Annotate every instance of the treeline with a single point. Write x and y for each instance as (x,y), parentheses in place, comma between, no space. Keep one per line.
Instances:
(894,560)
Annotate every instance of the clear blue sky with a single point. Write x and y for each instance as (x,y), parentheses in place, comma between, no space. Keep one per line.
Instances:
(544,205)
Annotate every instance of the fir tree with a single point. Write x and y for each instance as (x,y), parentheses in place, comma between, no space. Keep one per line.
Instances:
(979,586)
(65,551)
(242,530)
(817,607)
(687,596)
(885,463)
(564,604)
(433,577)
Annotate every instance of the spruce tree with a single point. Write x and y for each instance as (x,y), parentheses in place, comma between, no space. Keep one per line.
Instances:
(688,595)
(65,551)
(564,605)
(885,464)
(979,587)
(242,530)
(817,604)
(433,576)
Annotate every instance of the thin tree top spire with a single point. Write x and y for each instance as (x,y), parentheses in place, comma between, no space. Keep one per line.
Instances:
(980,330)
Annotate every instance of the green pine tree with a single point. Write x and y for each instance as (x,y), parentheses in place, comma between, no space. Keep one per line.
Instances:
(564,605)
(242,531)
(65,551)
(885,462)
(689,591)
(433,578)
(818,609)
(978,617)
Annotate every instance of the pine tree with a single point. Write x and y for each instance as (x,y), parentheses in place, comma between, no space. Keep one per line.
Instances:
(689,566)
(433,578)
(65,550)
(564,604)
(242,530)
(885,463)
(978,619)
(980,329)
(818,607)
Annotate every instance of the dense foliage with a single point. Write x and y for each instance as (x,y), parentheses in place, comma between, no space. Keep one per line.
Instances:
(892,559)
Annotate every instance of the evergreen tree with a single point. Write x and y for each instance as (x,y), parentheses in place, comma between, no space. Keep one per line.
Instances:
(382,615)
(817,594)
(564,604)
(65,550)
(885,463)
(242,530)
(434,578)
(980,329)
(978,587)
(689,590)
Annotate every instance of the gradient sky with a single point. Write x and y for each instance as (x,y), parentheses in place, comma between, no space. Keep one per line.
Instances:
——————
Task to complete: All records above are to be printed exactly, with nothing omitted.

Written response:
Annotate every instance of the treeline with a single point. Write x and y for each instance as (x,y), parentheses in place, comma between, no space. Keep one per line.
Instances:
(894,560)
Annotate every instance of the clear blue sky with a single point. Write x and y for each instance as (x,y), parentheses in place, comma between, no space. Keep one per line.
Instances:
(544,205)
Annotate every instance of the fir tree with a single point. Write x and y for each instance as (x,y), parentheses in place, comma between, no space. Keep one per line.
Instances:
(979,586)
(65,551)
(242,530)
(817,607)
(687,596)
(885,463)
(564,604)
(433,577)
Annotate every instance of the spruce tree with a single point. Write x and y for each instance as (x,y), parentheses in place, comma between, no space. Keep one per line.
Instances:
(688,595)
(65,551)
(564,605)
(885,464)
(979,587)
(242,530)
(817,604)
(433,576)
Annotate every instance of the thin tree top spire with a single point. Write x and y for each instance as (x,y), parentheses in place, comma between, no space. Keep one per line.
Instances:
(980,330)
Annotate every instance of the green pine tree with a single point. Write x and y for each instance as (x,y), parentheses in place, comma between, no space. Keep one per line.
Instances:
(564,605)
(242,531)
(65,551)
(885,462)
(689,591)
(433,578)
(818,609)
(978,617)
Annotate every instance of the pine tree with a single point. Write x and y for each instance as (x,y), parentheses in place, comma between, no space. Keep one per line.
Instances:
(689,566)
(433,578)
(65,550)
(564,604)
(242,530)
(885,463)
(978,619)
(980,329)
(818,607)
Annotate every instance of the dense foliage with a single point. Write x and y for each instance as (x,y), parentheses in place, comma between, no space. Keep one per line.
Instances:
(892,559)
Annotate every instance of the evergreen tree with a single point. Write x and y for each instance as (x,y), parentheses in place, comma between, no space. Keep one per line.
Instances:
(382,615)
(817,594)
(564,604)
(65,550)
(885,463)
(242,530)
(434,578)
(980,329)
(978,587)
(689,590)
Annotate every instance of the gradient sky with a single point. Write x and y for each instance as (x,y), parentheses in place, comma between, no space. Keep one per line.
Instances:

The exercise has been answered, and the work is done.